Records supplied Start Marker
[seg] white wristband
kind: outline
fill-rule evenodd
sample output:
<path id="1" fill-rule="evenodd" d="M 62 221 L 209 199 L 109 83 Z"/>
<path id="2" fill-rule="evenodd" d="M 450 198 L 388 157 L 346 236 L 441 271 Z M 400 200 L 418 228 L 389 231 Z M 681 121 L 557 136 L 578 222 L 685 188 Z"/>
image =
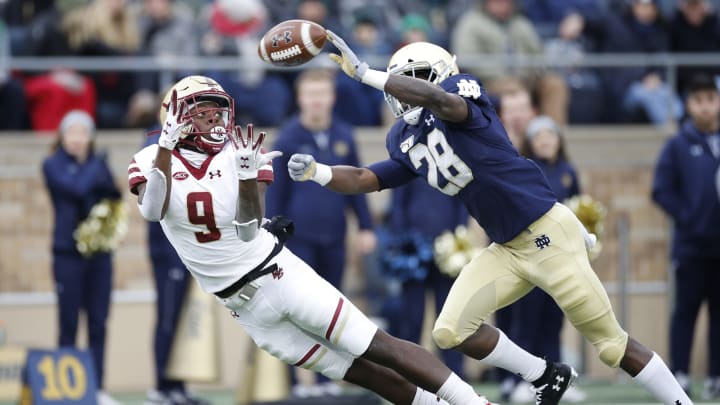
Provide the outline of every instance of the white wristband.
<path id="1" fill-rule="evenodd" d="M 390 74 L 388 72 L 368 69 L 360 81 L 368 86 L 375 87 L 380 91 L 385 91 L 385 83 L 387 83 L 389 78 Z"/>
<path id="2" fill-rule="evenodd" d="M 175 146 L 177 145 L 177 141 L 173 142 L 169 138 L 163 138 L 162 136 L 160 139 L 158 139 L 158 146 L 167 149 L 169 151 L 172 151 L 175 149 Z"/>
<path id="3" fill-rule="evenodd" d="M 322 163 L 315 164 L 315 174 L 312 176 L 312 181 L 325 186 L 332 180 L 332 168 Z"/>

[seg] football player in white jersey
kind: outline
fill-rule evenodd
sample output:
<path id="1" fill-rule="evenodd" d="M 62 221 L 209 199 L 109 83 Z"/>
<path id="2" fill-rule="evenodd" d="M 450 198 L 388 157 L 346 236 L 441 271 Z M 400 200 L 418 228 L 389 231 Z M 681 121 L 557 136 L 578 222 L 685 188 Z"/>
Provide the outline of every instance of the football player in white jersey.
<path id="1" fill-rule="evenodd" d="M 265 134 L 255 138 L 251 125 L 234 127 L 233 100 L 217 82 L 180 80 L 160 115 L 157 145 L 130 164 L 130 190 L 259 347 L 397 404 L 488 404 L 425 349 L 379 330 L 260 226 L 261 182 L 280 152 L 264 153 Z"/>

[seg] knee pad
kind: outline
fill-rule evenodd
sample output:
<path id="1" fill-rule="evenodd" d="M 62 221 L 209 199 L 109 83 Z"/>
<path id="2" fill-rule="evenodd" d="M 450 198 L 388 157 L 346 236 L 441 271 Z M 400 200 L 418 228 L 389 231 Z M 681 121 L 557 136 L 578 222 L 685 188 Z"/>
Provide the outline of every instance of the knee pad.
Records supplied End Marker
Records supplied Start Marker
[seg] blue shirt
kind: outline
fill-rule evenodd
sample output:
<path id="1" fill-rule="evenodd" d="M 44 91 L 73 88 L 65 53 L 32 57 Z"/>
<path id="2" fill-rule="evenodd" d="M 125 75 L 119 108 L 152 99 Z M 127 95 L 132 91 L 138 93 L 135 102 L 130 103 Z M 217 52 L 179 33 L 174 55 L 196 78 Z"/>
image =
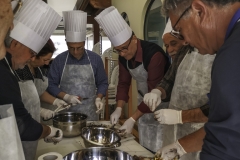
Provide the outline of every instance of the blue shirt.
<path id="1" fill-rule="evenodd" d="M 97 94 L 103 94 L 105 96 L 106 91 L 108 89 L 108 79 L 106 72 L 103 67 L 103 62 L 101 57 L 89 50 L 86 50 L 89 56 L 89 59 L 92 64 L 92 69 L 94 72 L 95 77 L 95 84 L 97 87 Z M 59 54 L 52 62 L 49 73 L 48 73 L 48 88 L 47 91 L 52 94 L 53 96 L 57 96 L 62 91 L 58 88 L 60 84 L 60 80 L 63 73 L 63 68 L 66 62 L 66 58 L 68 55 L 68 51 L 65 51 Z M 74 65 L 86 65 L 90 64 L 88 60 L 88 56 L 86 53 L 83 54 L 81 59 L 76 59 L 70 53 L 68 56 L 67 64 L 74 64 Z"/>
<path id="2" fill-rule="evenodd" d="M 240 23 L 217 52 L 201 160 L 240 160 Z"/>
Records supplied End Marker
Records supplied Start Marker
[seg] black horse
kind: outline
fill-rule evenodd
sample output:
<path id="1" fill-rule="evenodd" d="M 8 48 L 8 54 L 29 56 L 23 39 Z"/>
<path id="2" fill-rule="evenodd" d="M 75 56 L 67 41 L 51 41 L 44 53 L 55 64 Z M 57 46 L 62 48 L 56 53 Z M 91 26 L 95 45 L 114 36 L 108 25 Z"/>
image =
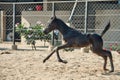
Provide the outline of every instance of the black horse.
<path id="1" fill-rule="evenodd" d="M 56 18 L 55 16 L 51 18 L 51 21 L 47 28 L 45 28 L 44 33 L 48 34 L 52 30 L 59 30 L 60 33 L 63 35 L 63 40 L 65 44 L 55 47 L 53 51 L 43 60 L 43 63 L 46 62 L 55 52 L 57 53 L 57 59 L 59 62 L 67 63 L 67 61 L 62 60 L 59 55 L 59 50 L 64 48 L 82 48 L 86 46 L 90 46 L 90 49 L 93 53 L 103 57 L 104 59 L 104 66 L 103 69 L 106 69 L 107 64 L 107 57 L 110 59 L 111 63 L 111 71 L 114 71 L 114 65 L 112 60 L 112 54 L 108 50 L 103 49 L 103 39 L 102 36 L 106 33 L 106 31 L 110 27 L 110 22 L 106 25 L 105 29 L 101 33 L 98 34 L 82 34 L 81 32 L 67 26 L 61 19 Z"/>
Records supplied End Marker
## [Directions]
Looking at the entries above, count the lines that contain "knee" and answer with only the number.

## [Worked solution]
2